Records

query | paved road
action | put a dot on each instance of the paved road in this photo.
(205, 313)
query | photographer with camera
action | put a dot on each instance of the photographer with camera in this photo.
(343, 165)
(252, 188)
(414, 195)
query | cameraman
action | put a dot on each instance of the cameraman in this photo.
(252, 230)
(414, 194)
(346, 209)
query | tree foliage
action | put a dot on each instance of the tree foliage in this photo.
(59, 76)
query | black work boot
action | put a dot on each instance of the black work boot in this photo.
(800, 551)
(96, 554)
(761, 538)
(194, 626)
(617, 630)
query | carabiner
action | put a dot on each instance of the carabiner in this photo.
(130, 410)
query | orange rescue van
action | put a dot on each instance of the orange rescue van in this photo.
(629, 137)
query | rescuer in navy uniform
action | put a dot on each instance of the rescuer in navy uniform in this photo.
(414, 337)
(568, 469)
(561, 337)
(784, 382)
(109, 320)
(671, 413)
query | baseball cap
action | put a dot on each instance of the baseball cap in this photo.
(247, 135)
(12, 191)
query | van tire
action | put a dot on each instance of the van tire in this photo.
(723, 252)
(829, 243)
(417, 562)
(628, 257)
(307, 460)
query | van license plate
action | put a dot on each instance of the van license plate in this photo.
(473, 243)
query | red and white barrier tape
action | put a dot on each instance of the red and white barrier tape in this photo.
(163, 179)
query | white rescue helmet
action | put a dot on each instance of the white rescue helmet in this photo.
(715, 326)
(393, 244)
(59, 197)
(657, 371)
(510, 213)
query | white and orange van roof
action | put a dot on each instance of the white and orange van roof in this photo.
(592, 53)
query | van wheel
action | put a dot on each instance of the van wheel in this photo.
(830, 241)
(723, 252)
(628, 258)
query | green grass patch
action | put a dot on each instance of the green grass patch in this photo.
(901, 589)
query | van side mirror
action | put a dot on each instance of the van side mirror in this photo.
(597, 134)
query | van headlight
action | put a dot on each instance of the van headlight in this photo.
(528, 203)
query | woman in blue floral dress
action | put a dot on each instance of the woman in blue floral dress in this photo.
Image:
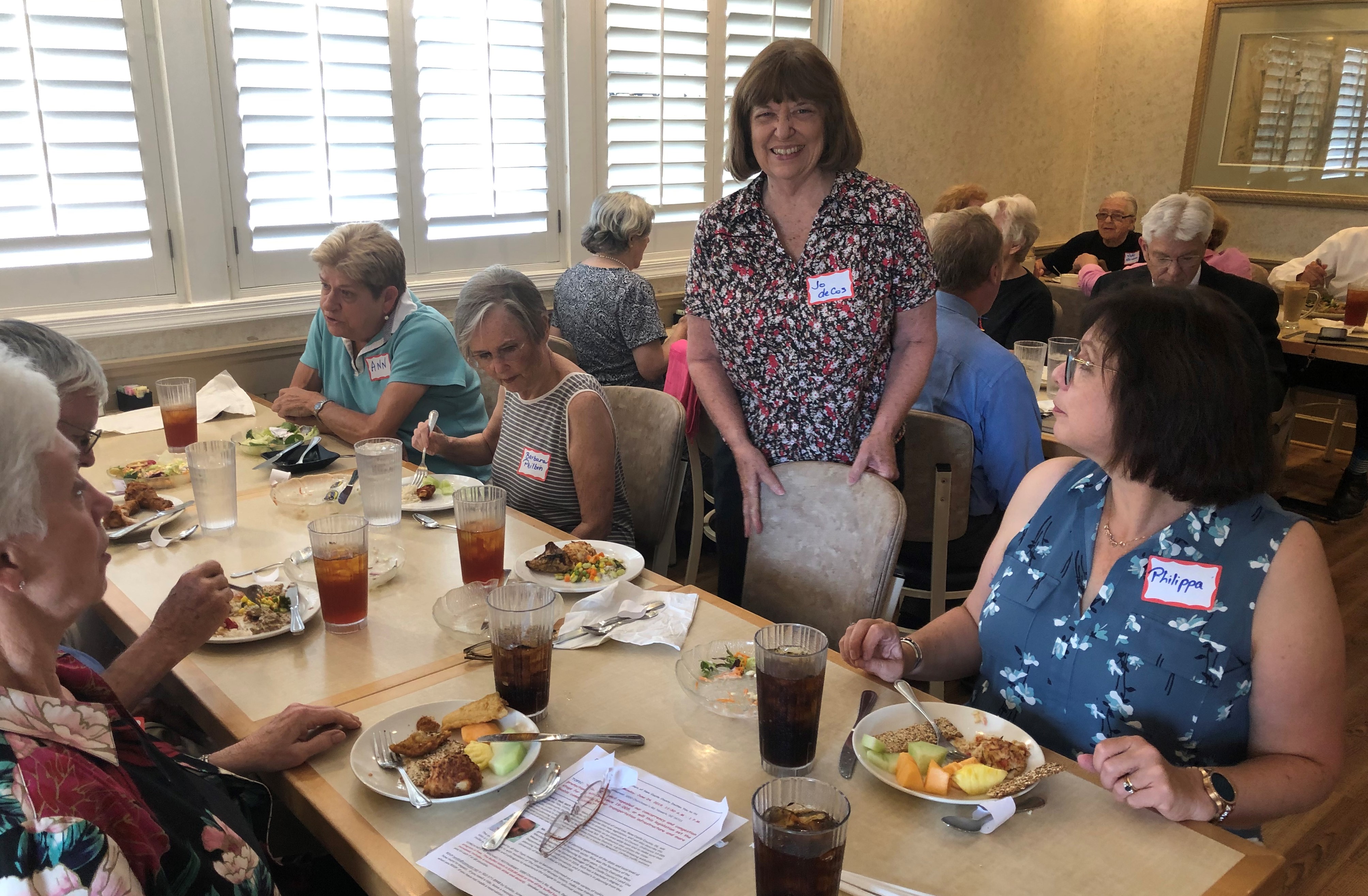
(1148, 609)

---

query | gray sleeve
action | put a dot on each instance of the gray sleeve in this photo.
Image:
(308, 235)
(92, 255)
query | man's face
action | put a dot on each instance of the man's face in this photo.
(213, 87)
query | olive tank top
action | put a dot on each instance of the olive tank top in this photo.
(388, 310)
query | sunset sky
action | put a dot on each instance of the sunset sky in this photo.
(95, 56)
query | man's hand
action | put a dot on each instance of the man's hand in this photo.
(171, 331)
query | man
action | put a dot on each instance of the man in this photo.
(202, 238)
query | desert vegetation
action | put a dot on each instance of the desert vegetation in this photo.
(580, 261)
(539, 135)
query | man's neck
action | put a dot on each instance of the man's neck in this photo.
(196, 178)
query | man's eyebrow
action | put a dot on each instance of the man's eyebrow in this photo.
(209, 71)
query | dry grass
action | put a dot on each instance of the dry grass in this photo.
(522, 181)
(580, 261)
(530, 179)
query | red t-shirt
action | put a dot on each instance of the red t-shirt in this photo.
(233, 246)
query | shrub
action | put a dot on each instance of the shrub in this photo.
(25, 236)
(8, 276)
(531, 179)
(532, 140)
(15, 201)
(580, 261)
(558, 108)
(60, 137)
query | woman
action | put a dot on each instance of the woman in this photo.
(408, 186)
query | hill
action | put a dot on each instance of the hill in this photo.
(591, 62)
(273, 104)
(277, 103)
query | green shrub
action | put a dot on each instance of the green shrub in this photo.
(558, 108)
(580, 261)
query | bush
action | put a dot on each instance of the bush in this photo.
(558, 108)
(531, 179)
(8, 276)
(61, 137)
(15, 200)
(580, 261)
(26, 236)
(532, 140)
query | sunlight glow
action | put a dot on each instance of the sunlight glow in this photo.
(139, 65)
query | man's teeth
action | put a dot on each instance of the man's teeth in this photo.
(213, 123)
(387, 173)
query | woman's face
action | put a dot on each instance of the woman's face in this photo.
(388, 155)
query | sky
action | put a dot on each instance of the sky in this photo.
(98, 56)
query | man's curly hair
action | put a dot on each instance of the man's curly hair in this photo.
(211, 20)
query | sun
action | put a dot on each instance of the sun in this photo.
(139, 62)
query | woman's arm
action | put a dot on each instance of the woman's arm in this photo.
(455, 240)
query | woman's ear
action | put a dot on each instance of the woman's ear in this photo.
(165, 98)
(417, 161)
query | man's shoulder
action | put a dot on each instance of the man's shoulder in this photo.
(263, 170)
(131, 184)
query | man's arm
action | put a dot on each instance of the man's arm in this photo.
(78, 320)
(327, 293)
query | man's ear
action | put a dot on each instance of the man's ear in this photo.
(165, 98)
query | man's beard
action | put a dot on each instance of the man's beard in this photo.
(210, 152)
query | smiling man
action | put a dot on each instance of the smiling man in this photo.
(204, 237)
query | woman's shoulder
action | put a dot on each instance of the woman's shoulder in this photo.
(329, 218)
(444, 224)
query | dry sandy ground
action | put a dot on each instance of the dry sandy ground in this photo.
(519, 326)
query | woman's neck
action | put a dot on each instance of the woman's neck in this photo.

...

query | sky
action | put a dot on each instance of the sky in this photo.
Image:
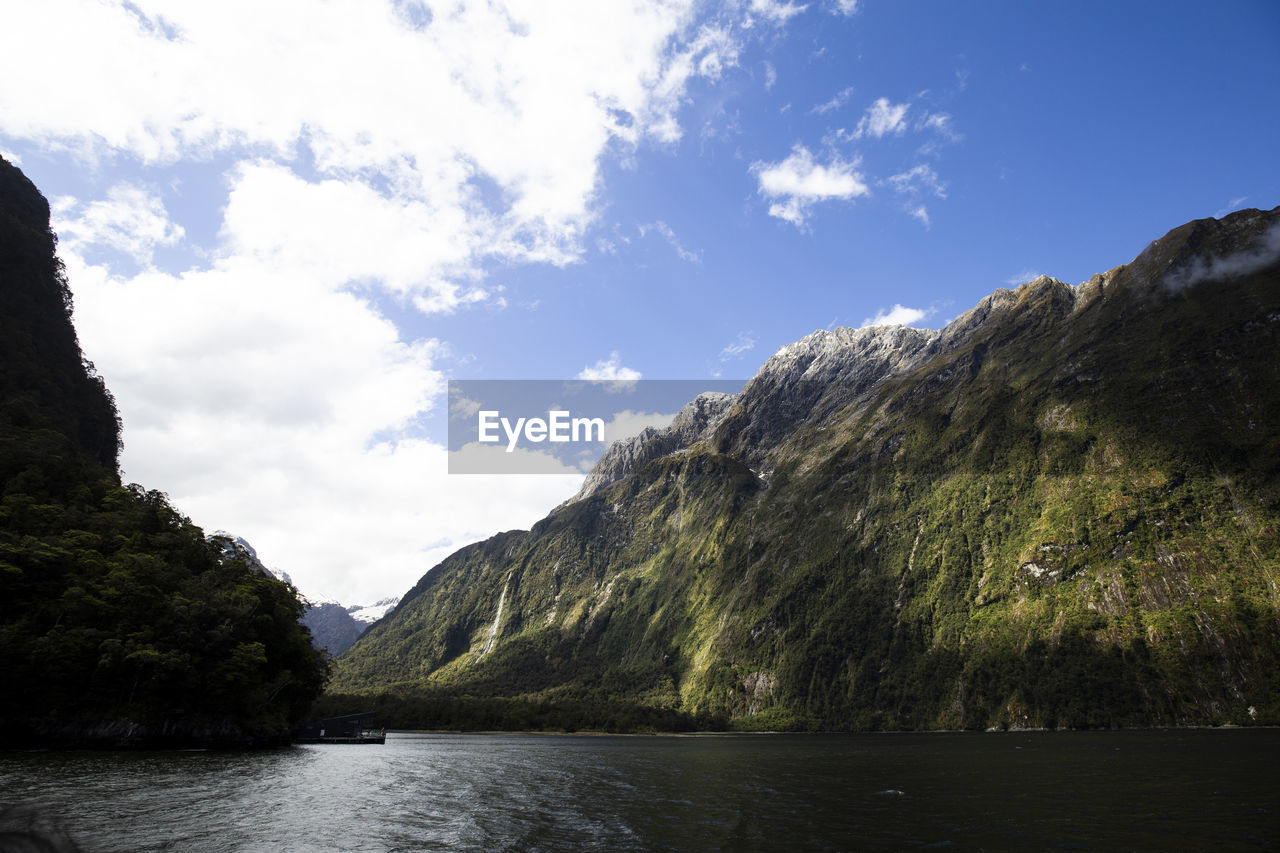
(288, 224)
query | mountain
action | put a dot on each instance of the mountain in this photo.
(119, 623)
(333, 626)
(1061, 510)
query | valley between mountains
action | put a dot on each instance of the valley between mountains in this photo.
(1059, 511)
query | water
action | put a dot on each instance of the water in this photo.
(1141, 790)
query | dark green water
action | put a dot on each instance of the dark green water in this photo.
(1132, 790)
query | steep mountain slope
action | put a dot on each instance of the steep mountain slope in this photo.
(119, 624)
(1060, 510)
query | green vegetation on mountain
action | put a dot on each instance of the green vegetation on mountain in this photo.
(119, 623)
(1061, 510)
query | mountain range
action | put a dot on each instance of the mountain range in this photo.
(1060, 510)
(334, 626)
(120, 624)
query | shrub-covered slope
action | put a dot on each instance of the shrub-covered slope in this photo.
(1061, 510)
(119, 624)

Required task
Rewrite everything from "query | woman in blue floral dress" down to "(1148, 609)", swapping "put a dot on" for "mark" and changing nothing else. Leave the pictures out.

Correct result
query | woman in blue floral dress
action | mark each instance of the woman in blue floral dress in this photo.
Image:
(1148, 609)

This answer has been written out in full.